--- Start ---

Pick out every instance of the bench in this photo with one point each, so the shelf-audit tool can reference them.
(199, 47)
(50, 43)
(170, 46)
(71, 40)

--- End ---

What needs to be done
Reproduce the entries with "bench" replaced by "stool" and everything else left as it is.

Result
Pick out every instance of the stool in this photo with one point each, so the shelf-audit tool can reference them.
(199, 47)
(50, 43)
(170, 46)
(71, 40)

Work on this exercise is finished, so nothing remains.